- _What the task requires_
Scan the material for the word "pointer" and copy each line where it occurs.

- _Data for this exercise_
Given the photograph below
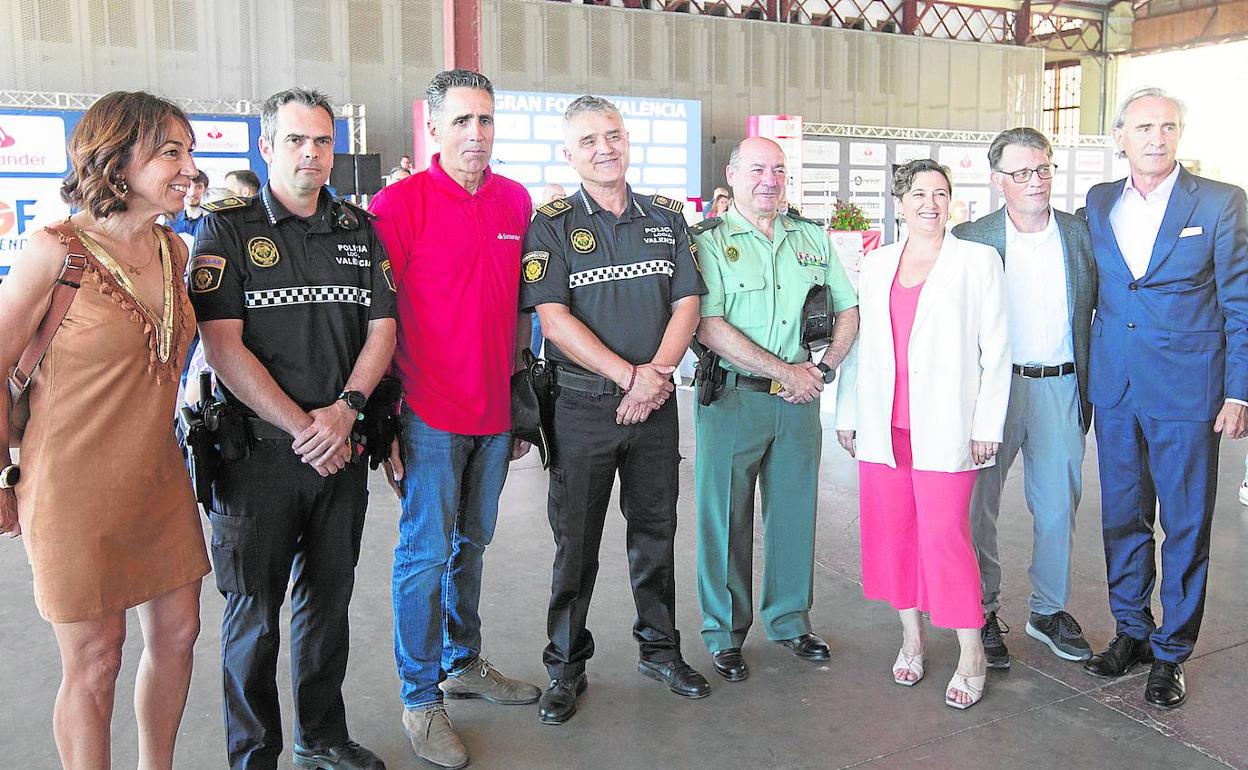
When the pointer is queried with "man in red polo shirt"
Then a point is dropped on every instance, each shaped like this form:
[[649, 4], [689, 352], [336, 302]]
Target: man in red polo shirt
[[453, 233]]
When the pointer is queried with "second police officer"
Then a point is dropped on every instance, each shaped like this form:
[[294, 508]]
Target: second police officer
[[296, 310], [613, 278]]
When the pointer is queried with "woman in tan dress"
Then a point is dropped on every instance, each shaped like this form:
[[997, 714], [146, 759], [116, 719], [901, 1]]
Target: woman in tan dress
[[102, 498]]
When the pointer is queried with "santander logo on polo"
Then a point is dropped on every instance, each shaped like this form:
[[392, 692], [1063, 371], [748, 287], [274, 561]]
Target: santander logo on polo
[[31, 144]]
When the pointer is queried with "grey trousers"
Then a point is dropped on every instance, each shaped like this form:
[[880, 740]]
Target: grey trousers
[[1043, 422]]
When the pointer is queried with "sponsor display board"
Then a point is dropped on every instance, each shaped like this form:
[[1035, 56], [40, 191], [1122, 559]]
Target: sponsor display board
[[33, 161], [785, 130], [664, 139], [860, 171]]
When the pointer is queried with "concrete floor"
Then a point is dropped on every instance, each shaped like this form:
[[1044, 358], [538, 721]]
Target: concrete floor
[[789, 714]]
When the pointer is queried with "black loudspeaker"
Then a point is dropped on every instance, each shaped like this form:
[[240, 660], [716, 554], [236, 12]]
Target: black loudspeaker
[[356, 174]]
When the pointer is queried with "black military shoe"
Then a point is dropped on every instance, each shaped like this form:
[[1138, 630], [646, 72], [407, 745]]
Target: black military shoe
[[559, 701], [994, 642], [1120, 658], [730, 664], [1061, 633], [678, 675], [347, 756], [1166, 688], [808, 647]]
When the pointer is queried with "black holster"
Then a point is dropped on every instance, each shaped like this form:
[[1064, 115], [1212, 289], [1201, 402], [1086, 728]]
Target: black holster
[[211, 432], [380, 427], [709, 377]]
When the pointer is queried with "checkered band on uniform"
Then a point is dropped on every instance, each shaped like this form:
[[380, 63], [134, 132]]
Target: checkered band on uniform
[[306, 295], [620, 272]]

- _Task answer_
When the pointer is queried with "man in red polo shirt"
When the pointer is queried with "second police officer"
When the pointer is queried with "woman in tan dress"
When the pointer is queried with "santander logo on polo"
When the pointer is queried with "grey trousers"
When the pointer is queried with "sponsor display board"
When the pointer is queried with "concrete floor"
When the pointer is queried with "black loudspeaker"
When the pointer is queried with "black military shoe"
When the pointer is queried with "black holster"
When the pointer is queried with "checkered band on uniform"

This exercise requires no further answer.